Provided text
%%

UN Report Highlights Hamas Abuses in Gaza During Ten Years of Absolute Rule
A new UN report released on Tuesday highlighted the negative impact of a decade of Hamas rule in Gaza, ending with the grim prediction that living conditions in the coastal enclave will worsen significantly over the next three years.
The report, “Gaza – 10 Years On”, published by UNSCO — the United Nations Special Coordinator for the Middle East Peace Process — examines the progressive deterioration of Gaza’s public services and infrastructure in the decade that has elapsed since the civil war of 2007. After months of internecine fighting, Hamas seized absolute power in Gaza in a coup in June of that year, driving out the rival Fatah faction and launching fresh rocket attacks against Israel. Both Israel –which has the longest land border with Gaza — and Egypt imposed a blockade on the territory within months of the coup that remains in place.
“Upon seizing control of Gaza, Hamas has increasingly tightened its grip on power, including by executing, maiming and jailing opponents and suppressing dissent,” the report’s introduction stated. “For years, Hamas was able to sustain its de facto authority and build up its military strength primarily through controlling the movement of goods smuggled through tunnels between Gaza and Egypt and taxing this trade, while the Palestinian Authority paid for essential services to Gaza residents, including some civil service salaries, electricity, water and medical care.”
The report underlined that successive efforts since June 2007 to resolve the conflict between the Islamists of Hamas and the ruling Fatah Party of PA President Mahmoud Abbas had all failed. “The key issues separating the factions have remained unchanged over the years, with continuing ideological differences, including over the recognition of the right of Israel to exist and the use of violence,” it stated.
The establishment by Hamas in March 2017 of an administrative committee to run “governmental affairs” in Gaza had only led to a “hardening of the divisions” between the two factions, the report said.
Hamas’s woeful human rights record was also accented in the report. “Hamas has committed human rights violations, including restrictions on freedom of expression, association and assembly as well as a campaign of arbitrary arrests, harassment, torture that even lead to death in custody,” it said. “Certain associated armed groups, such as members of the Qassam Brigades, were also responsible for extrajudicial kidnappings, beatings and murders of political opponents.”

%%

Available data
%%

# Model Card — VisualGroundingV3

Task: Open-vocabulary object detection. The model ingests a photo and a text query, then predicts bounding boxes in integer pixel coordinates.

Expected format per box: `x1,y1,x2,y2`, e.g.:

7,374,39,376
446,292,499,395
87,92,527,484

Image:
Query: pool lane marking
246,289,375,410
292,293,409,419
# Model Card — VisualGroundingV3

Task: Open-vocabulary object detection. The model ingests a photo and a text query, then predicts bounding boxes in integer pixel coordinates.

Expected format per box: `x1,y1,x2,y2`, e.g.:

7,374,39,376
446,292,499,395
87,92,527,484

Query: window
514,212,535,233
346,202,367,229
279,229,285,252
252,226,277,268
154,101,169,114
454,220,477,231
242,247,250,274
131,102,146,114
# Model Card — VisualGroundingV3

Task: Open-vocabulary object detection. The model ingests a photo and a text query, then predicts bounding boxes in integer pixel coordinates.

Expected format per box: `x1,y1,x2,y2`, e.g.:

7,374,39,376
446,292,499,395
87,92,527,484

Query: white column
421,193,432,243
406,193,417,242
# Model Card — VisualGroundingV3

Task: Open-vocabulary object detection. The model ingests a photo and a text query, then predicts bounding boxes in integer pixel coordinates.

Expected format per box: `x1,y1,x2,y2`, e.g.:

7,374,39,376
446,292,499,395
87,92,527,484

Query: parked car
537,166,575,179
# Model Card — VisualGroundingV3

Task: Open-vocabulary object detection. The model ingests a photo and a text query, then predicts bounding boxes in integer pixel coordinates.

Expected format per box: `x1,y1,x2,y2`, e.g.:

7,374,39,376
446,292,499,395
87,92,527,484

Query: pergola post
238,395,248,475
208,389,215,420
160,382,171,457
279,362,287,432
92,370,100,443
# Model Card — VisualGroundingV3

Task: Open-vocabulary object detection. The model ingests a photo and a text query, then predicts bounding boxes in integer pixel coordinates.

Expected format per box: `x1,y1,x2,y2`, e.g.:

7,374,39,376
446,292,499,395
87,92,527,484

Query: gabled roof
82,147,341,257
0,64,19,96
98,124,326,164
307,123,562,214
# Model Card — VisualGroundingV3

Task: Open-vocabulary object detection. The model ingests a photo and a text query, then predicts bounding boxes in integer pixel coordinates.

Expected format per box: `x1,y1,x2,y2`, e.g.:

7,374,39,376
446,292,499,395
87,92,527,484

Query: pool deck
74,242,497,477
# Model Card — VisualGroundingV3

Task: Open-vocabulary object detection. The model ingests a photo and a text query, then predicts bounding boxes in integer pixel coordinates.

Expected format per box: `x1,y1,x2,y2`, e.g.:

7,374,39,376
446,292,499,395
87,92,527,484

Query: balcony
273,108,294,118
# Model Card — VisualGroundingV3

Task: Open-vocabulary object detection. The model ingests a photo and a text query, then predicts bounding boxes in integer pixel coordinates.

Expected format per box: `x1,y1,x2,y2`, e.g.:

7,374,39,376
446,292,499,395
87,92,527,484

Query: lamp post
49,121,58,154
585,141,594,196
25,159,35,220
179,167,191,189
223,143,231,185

%%

Tasks and exercises
A. Answer these from the article on the UN Gaza report, one line each:
(i) Which body published the report?
(ii) In what month and year did Hamas seize power in Gaza?
(iii) What did Hamas set up in March 2017?
B. List every essential service the article on the UN Gaza report says the Palestinian Authority paid for.
C. Retype the stretch of the article on the UN Gaza report from "UN Report Highlights" through "next three years.".

Results of the tasks
A.
(i) UNSCO, the United Nations Special Coordinator for the Middle East Peace Process
(ii) June 2007
(iii) An administrative committee to run "governmental affairs" in Gaza

B.
- Some civil service salaries
- Electricity
- Water
- Medical care

C.
UN Report Highlights Hamas Abuses in Gaza During Ten Years of Absolute Rule
A new UN report released on Tuesday highlighted the negative impact of a decade of Hamas rule in Gaza, ending with the grim prediction that living conditions in the coastal enclave will worsen significantly over the next three years.